→ EXERCISE MATERIALS:
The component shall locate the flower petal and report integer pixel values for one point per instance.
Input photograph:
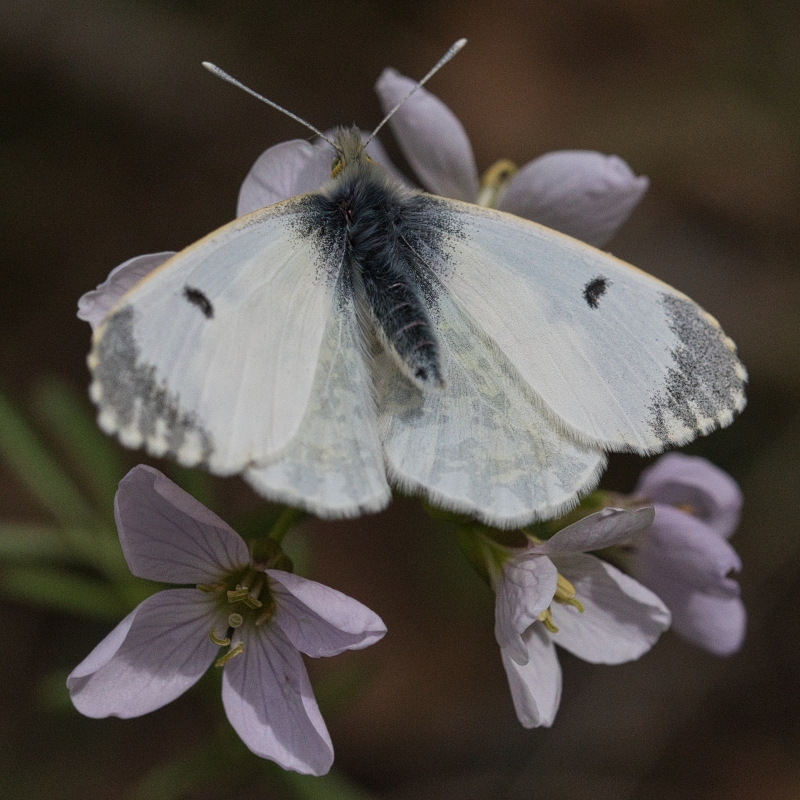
(603, 529)
(536, 685)
(283, 171)
(579, 192)
(153, 656)
(377, 152)
(432, 139)
(678, 479)
(679, 548)
(318, 620)
(167, 535)
(714, 623)
(525, 589)
(270, 703)
(93, 306)
(621, 619)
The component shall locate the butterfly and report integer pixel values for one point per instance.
(368, 334)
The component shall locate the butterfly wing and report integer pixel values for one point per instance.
(483, 445)
(618, 358)
(211, 359)
(334, 466)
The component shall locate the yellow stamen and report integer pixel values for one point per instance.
(217, 641)
(235, 651)
(565, 593)
(266, 613)
(494, 182)
(547, 620)
(564, 589)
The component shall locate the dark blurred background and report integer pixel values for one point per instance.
(114, 142)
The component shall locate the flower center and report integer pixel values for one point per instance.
(249, 601)
(565, 594)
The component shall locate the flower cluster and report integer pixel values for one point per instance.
(551, 592)
(265, 617)
(685, 557)
(555, 593)
(578, 192)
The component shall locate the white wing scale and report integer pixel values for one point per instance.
(618, 358)
(333, 466)
(481, 446)
(224, 380)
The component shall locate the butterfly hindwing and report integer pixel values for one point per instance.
(212, 357)
(482, 445)
(619, 358)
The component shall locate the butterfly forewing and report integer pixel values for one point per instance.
(618, 358)
(334, 466)
(211, 358)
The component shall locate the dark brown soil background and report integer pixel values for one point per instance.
(114, 142)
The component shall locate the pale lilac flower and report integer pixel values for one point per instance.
(266, 617)
(685, 557)
(579, 192)
(554, 593)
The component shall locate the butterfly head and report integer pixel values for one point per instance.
(349, 150)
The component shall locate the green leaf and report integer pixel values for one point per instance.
(24, 542)
(95, 456)
(33, 465)
(89, 548)
(62, 591)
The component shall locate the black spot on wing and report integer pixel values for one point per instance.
(594, 290)
(197, 298)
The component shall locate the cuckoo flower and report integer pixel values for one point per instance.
(554, 593)
(578, 192)
(264, 617)
(685, 557)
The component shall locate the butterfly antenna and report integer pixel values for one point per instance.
(220, 73)
(439, 64)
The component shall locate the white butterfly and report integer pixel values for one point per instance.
(367, 333)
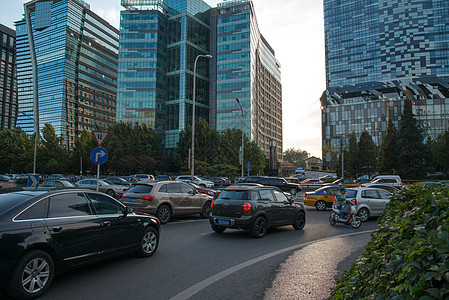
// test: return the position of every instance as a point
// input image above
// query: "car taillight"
(246, 208)
(148, 198)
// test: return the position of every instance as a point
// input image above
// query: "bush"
(407, 257)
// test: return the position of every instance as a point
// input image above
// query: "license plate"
(223, 222)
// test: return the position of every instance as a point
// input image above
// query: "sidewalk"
(310, 272)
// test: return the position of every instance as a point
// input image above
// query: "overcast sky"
(294, 29)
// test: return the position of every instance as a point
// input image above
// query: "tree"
(296, 157)
(412, 150)
(367, 156)
(388, 155)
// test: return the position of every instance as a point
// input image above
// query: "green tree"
(296, 157)
(367, 154)
(388, 155)
(412, 150)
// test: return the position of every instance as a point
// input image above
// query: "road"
(193, 262)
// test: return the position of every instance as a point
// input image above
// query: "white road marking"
(186, 294)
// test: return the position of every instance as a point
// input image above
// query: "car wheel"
(320, 205)
(218, 229)
(148, 242)
(259, 227)
(163, 214)
(206, 210)
(363, 214)
(110, 193)
(300, 221)
(32, 275)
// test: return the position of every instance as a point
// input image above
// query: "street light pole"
(192, 165)
(238, 101)
(36, 133)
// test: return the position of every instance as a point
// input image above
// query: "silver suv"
(198, 180)
(165, 199)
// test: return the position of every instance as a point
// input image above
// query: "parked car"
(104, 186)
(45, 233)
(198, 180)
(321, 198)
(390, 188)
(370, 201)
(118, 180)
(165, 199)
(143, 177)
(394, 180)
(282, 184)
(344, 182)
(255, 208)
(58, 184)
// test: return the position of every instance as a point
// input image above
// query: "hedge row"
(407, 257)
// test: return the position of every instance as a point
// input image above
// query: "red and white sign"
(100, 136)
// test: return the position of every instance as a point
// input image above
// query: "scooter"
(352, 218)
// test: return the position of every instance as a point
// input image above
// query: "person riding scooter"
(340, 201)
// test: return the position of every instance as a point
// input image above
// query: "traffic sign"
(99, 155)
(33, 180)
(100, 136)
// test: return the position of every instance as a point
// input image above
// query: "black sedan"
(45, 233)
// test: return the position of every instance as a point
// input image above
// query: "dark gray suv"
(255, 208)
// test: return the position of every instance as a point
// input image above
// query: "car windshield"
(140, 189)
(351, 193)
(233, 195)
(9, 201)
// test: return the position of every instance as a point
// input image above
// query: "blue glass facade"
(379, 53)
(76, 55)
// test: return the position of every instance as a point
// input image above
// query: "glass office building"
(8, 78)
(68, 69)
(160, 93)
(378, 54)
(159, 41)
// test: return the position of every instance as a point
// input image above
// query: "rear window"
(140, 189)
(9, 201)
(234, 195)
(351, 194)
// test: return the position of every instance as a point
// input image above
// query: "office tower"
(378, 54)
(159, 42)
(8, 78)
(68, 69)
(247, 69)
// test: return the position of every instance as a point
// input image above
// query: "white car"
(198, 180)
(370, 201)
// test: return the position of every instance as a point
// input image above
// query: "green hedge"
(407, 257)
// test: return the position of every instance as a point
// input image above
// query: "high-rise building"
(8, 78)
(161, 40)
(378, 54)
(67, 60)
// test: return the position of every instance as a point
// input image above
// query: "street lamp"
(238, 101)
(36, 133)
(192, 168)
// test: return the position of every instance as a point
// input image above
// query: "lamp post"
(192, 165)
(238, 101)
(36, 133)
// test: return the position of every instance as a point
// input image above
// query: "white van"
(394, 180)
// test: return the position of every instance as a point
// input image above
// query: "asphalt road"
(193, 262)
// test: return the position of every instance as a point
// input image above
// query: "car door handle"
(57, 229)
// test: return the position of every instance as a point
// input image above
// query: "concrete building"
(378, 54)
(67, 60)
(8, 78)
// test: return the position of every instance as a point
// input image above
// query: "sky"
(294, 29)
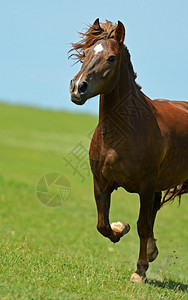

→ WHAT IS NEEDED:
Keep every word of the records exact as you write them out, but drop the pictures.

→ COMPLETED TASK:
The component shall locate the flower petal and report integer pixel values for one point per instance.
Input photograph:
(603, 529)
(536, 685)
(283, 171)
(579, 192)
(153, 656)
(377, 152)
(432, 139)
(678, 479)
(679, 548)
(318, 620)
(167, 535)
(714, 623)
(525, 589)
(270, 703)
(93, 306)
(621, 619)
The component shall locate the butterfly and report integer pixel values for one point per instance.
(368, 334)
The component shall locate the butterfly wing and report integer pixel values for one point per instance.
(483, 445)
(618, 358)
(211, 359)
(334, 466)
The component shall locate the yellow stamen and report integer pixel values for one point per instance.
(217, 641)
(235, 651)
(565, 593)
(266, 613)
(494, 182)
(547, 620)
(564, 589)
The component shall locate the dark blurred background and report integer pixel values for one point per instance.
(114, 142)
The component shall locate the flower center and report integer pixel values for one point per instance.
(249, 601)
(565, 594)
The component shall locate the flower cluster and report integer pixel values for one point per instance.
(551, 592)
(265, 617)
(685, 557)
(555, 593)
(578, 192)
The component shall locate the white wing scale and report integer pixel values for one point per instance.
(618, 358)
(333, 466)
(481, 446)
(224, 380)
The component shall locate the butterfly hindwing and report integer pixel values for one point per instance.
(212, 357)
(482, 445)
(619, 358)
The component shall locate the butterfly forewing and report integer pixel values for one point per instance.
(618, 358)
(334, 466)
(211, 358)
The component shall locate the dark brown soil background and report integer pixel values for one point per instance.
(114, 142)
The component shall locate the pale lilac flower and report integer pixel values for one point per instance.
(266, 617)
(685, 557)
(579, 192)
(554, 593)
The component shall locate the butterfly head and report integer pixel values for one point per instance.
(349, 150)
The component shall locate the green leaf and report integer pixel values for one point per instance.
(24, 542)
(95, 456)
(33, 465)
(89, 548)
(62, 591)
The component shall locate the black spot on wing and report integer pixel values for one point per instance.
(594, 290)
(197, 298)
The component shall locate the cuckoo flower and report integer pixel values for one point per instance.
(554, 593)
(578, 192)
(264, 617)
(685, 557)
The component shall locate the butterfly antenna and report integer pixel values for one point per instance.
(220, 73)
(439, 64)
The component shall locate the white butterfly and report integer pixel values for one point per instance.
(367, 333)
// test: return the position of every instance as a point
// input image above
// query: "car taillight"
(246, 208)
(148, 198)
// test: return the position of every instance as a point
// input image above
// query: "bush"
(407, 257)
// test: return the position of every instance as a point
// input image above
// query: "license plate"
(223, 222)
// test: return the position of every instance as a point
// input image above
// query: "sidewalk"
(310, 272)
// test: return the position of every instance as a point
// input image above
// query: "overcast sky"
(294, 29)
// test: return the position of every instance as a point
// input image above
// query: "tree"
(296, 157)
(412, 150)
(367, 156)
(388, 155)
// test: return the position of every instance as a point
// input image above
// query: "green tree"
(296, 157)
(367, 154)
(388, 155)
(412, 150)
// test: return the position of every instance as a point
// input image above
// query: "road"
(193, 262)
// test: return the position of every instance as a point
// input image above
// query: "white road marking"
(186, 294)
// test: return the position of every instance as a point
// input image above
// query: "car wheel"
(320, 205)
(218, 229)
(148, 242)
(259, 227)
(163, 214)
(206, 210)
(363, 214)
(110, 193)
(300, 221)
(32, 275)
// test: return the position of every instance as a point
// input image above
// query: "street light pole"
(192, 165)
(238, 101)
(36, 133)
// test: return the position of every instance as a point
// input image above
// query: "silver suv"
(198, 180)
(165, 199)
// test: return the position of every instance as a point
// input image above
// query: "parked car"
(104, 186)
(45, 233)
(198, 180)
(321, 198)
(390, 188)
(370, 201)
(118, 180)
(165, 199)
(143, 177)
(394, 180)
(282, 184)
(344, 182)
(255, 208)
(58, 184)
// test: return the position of every instance as a point
// input image above
// query: "hedge row"
(407, 257)
// test: return the position of every instance as a point
// input image above
// query: "red and white sign"
(100, 136)
// test: return the position of every instance as a point
// input image above
// query: "scooter"
(352, 218)
// test: return the position of every instance as a point
// input image above
// query: "person riding scooter"
(340, 201)
// test: return the position of every instance as a point
// input image above
// query: "traffic sign"
(99, 155)
(33, 180)
(100, 136)
// test: return the position of every instance as a point
// input image above
// query: "black sedan"
(45, 233)
// test: return the position of every instance as a point
// input image above
// query: "dark gray suv"
(255, 208)
// test: return the position of every instance as a point
// input image above
// query: "car windshield"
(140, 189)
(351, 193)
(233, 195)
(9, 201)
// test: return the position of every instance as a point
// input image above
// query: "blue glass facade"
(379, 53)
(76, 55)
// test: return the position of every instance as a point
// input image above
// query: "glass office building"
(8, 78)
(68, 69)
(160, 93)
(378, 54)
(159, 41)
// test: return the position of every instance as a point
// input image above
// query: "rear window"
(140, 189)
(9, 201)
(234, 195)
(351, 194)
// test: return the position of every instance as a point
// input image above
// query: "office tower"
(378, 54)
(159, 42)
(8, 78)
(68, 69)
(247, 69)
// test: return the position of every instance as a point
// input image above
// query: "white car"
(198, 180)
(370, 201)
// test: return the position of every instance as a point
// input image above
// query: "green hedge"
(407, 257)
// test: return the position of every instance as a point
// input image above
// query: "high-rise building"
(8, 78)
(161, 40)
(378, 54)
(67, 60)
// test: return the position of every instance as a point
// input image above
// query: "street lamp"
(238, 101)
(36, 133)
(192, 168)
// test: return the position of every instance as a point
// input image above
// query: "lamp post"
(192, 165)
(238, 101)
(36, 133)
// test: return the position of every instance as a point
// input image above
// query: "white van"
(394, 180)
// test: return the position of every instance as a point
// input image above
// query: "asphalt road"
(193, 262)
// test: return the position of every instance as a point
// input image above
// query: "car door handle"
(57, 229)
// test: return the position of every instance as a point
// input image above
// query: "concrete building"
(378, 54)
(67, 60)
(8, 78)
// test: return the position of every instance as a point
// input image above
// query: "sky"
(294, 29)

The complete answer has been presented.